Quote the records below word for word, with nothing changed.

— START —

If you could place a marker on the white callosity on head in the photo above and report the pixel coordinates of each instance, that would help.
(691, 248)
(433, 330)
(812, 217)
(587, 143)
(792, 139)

— END —

*Correct answer*:
If you could place a marker on the white callosity on head in the photo above and report the pixel coordinates of each instance, that would help.
(691, 248)
(433, 330)
(812, 217)
(587, 143)
(792, 139)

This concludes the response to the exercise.